:: EXTRAIT PRÉSENTÉ

Un engrenage dans lequel l’employeur se retrouve d’ailleurs lui-même emporté (sauf à s’exposer à une responsabilité pénale), et qui le porte à contacter régulièrement les agents concernés afin de s’enquérir de leur démarche vaccinale, ce que ceux-ci vivent, ou ressentent, comme une ingérence dans leur intimité, voire un « harcèlement », le mot a été lâché à de multiples reprises devant la barre.
C’est que la loi du 5 aout 2021 est formulée de manière si imprécise qu’elle ne saurait souffrir aucune adaptation contextuelle. « La loi ne fait pas de différence entre agents au travail et ceux en congé, incluant la maladie », ressassera l’avocate du groupement hospitalier, comme une antienne valant position de défense.
Pourtant, ces 11 femmes et 2 hommes ne manquent par de souligner devant le tribunal toute l’inconséquence de la loi du 5 aout 2021, qui élargit l’usage du passe sanitaire et rend la vaccination obligatoire pour les soignants.

::::

● À FAIRE:
A: D'après l'extrait sur la loi du 5 août 2021, combien de femmes et d'hommes soulignent devant le tribunal l'inconséquence de cette loi ?
B: Poursuivez, s'il vous plaît, l'extrait sur la loi du 5 août 2021 à partir de sa dernière phrase.
Les lignes qui suivent proviennent d'une autre source.

:: DONNÉES SOURCES

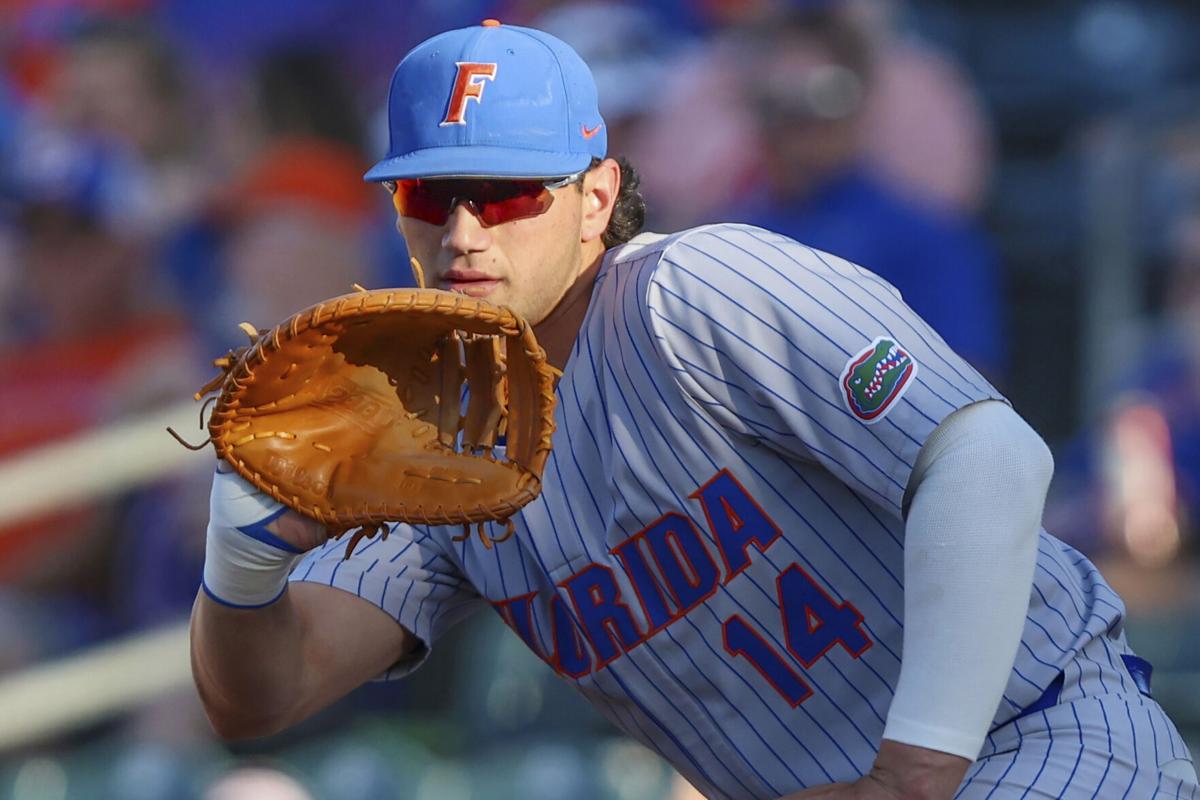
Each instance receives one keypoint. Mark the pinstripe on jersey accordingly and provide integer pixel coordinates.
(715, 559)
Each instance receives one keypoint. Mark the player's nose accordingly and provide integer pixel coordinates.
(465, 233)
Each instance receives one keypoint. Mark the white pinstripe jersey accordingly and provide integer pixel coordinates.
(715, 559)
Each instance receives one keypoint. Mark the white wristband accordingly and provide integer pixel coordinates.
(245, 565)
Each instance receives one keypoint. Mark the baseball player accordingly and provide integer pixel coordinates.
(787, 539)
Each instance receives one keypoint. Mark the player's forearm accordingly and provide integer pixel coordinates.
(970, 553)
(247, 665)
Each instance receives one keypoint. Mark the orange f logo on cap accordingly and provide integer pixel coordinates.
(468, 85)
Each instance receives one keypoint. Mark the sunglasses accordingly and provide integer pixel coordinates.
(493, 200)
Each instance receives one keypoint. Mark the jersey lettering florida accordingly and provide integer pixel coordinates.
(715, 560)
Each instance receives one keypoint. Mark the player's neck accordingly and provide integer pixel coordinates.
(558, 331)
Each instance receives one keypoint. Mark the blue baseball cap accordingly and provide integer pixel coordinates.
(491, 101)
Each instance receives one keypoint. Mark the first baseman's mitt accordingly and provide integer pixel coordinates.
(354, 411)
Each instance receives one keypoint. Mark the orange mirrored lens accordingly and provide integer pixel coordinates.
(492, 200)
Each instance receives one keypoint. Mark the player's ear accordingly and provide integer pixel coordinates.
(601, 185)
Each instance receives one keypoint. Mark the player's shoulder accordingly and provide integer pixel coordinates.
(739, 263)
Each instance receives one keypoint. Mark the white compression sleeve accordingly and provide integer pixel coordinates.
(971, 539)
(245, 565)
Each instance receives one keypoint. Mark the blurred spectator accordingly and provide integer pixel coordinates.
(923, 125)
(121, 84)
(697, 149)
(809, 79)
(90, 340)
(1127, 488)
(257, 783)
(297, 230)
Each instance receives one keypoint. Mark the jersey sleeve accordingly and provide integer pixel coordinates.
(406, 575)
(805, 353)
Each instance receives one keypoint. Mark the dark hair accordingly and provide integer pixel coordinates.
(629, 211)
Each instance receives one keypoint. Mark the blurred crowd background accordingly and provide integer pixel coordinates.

::::
:: DONNÉES SOURCES

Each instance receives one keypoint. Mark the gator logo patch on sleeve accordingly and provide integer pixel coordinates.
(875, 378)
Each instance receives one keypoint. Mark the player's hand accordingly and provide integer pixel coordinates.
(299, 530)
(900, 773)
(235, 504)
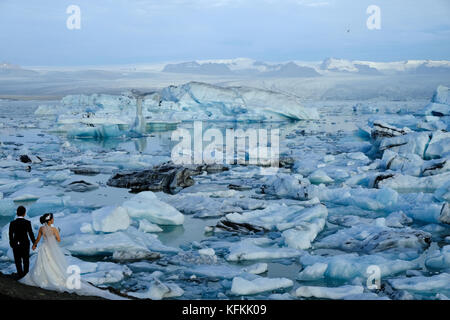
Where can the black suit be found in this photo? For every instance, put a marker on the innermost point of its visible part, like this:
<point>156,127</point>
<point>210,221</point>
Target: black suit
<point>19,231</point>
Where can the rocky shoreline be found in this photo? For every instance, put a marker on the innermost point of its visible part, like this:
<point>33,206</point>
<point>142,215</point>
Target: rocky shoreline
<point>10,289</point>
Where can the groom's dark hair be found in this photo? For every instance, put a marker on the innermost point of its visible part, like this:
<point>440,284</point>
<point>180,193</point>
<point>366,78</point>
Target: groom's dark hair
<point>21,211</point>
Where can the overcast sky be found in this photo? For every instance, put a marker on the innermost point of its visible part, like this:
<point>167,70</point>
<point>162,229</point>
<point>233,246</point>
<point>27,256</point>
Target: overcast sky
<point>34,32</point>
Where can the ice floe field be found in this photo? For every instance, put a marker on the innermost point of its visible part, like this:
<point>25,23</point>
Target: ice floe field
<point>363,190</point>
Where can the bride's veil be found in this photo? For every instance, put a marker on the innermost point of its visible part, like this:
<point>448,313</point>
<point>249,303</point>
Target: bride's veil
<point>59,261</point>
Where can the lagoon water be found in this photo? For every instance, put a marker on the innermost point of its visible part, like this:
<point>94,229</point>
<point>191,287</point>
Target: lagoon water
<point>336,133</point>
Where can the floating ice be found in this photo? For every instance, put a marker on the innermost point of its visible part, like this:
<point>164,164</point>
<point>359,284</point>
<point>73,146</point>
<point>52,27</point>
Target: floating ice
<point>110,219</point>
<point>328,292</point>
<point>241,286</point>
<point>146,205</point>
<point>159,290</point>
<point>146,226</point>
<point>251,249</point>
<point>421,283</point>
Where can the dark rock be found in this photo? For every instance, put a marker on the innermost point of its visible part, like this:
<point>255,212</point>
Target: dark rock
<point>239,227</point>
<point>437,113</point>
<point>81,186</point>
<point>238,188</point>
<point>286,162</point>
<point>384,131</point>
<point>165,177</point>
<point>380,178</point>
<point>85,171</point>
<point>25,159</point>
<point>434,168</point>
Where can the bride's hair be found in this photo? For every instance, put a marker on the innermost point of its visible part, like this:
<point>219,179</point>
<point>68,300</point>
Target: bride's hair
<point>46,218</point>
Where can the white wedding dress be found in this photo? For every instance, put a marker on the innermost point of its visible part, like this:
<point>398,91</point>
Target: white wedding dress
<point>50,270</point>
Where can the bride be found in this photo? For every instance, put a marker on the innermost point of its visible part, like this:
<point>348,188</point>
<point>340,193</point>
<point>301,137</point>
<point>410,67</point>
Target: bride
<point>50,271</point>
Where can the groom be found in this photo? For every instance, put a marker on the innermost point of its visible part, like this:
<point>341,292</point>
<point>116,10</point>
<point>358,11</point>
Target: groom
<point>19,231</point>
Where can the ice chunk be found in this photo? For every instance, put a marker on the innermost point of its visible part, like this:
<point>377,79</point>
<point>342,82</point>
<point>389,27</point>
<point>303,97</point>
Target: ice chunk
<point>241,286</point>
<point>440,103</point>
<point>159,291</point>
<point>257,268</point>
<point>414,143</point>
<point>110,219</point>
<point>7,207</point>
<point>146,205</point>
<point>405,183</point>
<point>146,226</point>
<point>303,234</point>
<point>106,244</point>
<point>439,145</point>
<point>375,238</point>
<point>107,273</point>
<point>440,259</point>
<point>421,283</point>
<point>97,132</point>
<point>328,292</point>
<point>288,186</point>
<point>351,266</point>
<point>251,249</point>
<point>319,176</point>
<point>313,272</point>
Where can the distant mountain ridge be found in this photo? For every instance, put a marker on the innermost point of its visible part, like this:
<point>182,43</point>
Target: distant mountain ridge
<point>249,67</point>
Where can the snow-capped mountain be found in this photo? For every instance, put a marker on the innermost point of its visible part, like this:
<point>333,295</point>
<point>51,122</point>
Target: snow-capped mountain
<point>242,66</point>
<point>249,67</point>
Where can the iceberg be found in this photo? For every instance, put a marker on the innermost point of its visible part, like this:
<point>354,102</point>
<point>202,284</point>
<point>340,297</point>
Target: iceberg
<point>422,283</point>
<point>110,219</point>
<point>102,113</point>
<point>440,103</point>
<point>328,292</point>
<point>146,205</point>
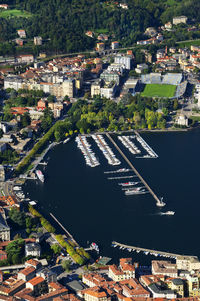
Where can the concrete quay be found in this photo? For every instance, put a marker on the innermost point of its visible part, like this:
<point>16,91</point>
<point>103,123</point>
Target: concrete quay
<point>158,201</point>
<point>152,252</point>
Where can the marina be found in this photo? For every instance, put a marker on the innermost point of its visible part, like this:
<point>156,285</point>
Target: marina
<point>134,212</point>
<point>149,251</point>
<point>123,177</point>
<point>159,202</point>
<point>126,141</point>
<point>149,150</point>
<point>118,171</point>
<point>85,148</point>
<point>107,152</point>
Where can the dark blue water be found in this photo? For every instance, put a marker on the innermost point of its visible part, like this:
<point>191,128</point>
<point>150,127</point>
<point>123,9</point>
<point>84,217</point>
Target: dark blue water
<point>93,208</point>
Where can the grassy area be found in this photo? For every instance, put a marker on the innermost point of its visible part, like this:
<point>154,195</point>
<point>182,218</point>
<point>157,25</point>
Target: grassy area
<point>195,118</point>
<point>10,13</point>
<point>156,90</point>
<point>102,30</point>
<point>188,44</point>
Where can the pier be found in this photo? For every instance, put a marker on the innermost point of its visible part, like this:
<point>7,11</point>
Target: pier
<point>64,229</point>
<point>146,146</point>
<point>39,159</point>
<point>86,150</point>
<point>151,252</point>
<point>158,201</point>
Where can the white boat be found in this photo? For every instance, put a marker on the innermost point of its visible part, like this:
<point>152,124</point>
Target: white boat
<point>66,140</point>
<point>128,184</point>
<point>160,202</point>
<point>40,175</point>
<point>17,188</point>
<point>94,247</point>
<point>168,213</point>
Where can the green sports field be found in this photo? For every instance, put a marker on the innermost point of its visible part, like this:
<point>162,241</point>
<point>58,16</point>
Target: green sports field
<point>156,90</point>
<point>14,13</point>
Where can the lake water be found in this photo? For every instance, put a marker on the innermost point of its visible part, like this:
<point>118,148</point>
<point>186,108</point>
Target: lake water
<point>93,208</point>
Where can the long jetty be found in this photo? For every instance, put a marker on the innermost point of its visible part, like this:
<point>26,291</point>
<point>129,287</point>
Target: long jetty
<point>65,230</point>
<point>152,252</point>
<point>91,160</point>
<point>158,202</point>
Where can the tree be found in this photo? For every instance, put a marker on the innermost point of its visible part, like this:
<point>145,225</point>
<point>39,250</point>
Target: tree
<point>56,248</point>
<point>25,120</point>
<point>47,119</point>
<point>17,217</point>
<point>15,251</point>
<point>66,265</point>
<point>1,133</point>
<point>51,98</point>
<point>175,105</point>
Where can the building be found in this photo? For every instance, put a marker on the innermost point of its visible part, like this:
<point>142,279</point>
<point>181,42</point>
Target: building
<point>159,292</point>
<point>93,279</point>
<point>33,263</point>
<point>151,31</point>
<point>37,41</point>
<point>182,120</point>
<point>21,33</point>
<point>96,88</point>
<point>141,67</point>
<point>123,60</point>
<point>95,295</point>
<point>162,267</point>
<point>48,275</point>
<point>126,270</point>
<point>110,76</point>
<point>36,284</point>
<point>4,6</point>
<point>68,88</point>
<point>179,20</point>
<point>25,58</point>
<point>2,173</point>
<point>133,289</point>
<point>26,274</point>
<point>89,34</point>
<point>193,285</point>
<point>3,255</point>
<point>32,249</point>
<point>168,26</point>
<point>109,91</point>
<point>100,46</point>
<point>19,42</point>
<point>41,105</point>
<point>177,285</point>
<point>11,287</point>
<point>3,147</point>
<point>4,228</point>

::::
:: DONNÉES SOURCES

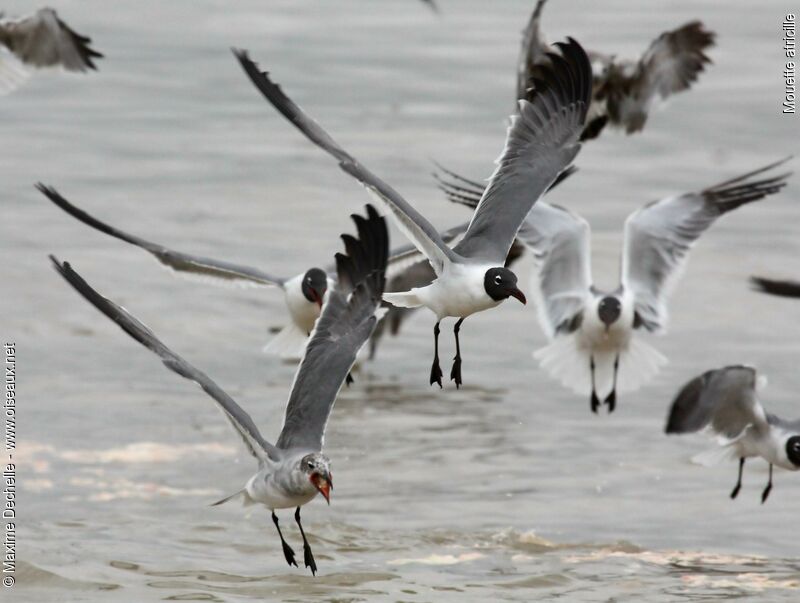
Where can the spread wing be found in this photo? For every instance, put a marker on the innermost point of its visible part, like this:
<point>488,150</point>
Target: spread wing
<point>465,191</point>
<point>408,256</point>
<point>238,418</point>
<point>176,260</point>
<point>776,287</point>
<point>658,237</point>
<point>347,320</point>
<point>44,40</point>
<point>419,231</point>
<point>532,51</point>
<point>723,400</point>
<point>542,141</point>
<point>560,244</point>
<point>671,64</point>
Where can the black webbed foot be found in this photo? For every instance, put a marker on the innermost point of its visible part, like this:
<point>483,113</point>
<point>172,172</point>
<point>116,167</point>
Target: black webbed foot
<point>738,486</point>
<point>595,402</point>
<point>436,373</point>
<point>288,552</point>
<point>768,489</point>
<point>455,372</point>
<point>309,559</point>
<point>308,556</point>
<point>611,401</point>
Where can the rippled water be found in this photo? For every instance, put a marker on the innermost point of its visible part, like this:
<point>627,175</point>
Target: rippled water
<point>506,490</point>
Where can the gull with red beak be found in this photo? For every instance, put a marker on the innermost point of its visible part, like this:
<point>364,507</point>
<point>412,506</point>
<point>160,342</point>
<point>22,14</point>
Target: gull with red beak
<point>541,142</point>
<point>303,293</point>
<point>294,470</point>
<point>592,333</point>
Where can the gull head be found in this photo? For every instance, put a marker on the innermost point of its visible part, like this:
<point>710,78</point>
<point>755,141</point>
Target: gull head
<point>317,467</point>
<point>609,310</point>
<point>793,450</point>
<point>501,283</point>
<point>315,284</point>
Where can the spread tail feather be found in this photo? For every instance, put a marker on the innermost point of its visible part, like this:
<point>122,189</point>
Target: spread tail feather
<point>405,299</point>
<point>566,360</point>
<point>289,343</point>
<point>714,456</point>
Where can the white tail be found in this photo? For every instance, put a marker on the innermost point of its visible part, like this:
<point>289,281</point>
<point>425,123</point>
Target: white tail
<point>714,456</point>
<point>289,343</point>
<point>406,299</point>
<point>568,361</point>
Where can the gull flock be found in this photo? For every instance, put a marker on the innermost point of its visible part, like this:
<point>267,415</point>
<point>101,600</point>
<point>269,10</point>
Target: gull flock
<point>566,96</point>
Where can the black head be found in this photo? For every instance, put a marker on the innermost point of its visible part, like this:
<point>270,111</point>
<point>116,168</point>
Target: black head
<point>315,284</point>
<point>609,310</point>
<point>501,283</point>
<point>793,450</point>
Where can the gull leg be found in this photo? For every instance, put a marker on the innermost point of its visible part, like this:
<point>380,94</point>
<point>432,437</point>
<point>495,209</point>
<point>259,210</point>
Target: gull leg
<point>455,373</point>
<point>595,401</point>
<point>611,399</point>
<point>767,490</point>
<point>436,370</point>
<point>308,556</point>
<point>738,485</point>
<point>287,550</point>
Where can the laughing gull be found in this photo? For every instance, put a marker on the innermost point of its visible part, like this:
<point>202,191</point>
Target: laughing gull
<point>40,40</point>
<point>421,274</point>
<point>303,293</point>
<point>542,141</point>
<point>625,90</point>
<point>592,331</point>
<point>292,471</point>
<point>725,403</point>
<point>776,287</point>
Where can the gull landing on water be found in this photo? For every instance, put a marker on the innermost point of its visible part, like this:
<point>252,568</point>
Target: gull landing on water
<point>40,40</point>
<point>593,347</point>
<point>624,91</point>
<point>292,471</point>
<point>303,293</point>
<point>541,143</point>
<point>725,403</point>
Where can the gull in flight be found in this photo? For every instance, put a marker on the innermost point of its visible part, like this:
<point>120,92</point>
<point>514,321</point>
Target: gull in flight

::::

● RÉPONSES FOURNIES:
A: Onze femmes et deux hommes.

B:
Elles ont passé de toute évidence du temps à effectuer des recherches juridiques, souvent pointues, pour faire état, en droit, de leur sort. Mais l’émotion et la colère affleuraient souvent de concert au milieu de leurs explications normées :
« J’ai reçu 200 euros ce mois, comment puis-je vivre dans ces conditions ? »
« Je suis en arrêt maladie depuis le mois de mars 2021, on m’ôte aujourd’hui mes indemnités et on me reproche aujourd’hui de n’être pas vacciné ! »
« J’ai reçu le mémoire de défense du GHRMSA hier soir seulement. Comment puis-je me préparer et répondre aujourd’hui dans ces conditions ? »
« Je suis en arrêt maladie depuis le mois d’aout (soit avant la date limite du 15 septembre), je ne vois pas de patients en tant que secrétaire médicale, et je reste chez moi depuis que je suis à l’arrêt. Comment pourrais-je être une menace pour des patients ? »
Une certaine forme de candeur apparait également par intervalles :
« Je ne vous cacherai pas, madame la présidente, que j’ai peur de cette injection. Et puis mon médecin m’a conseillé de ne pas me faire vacciner ! »
Stupeur de la présidente :
« Mais enfin, vous avez un écrit quand même ? »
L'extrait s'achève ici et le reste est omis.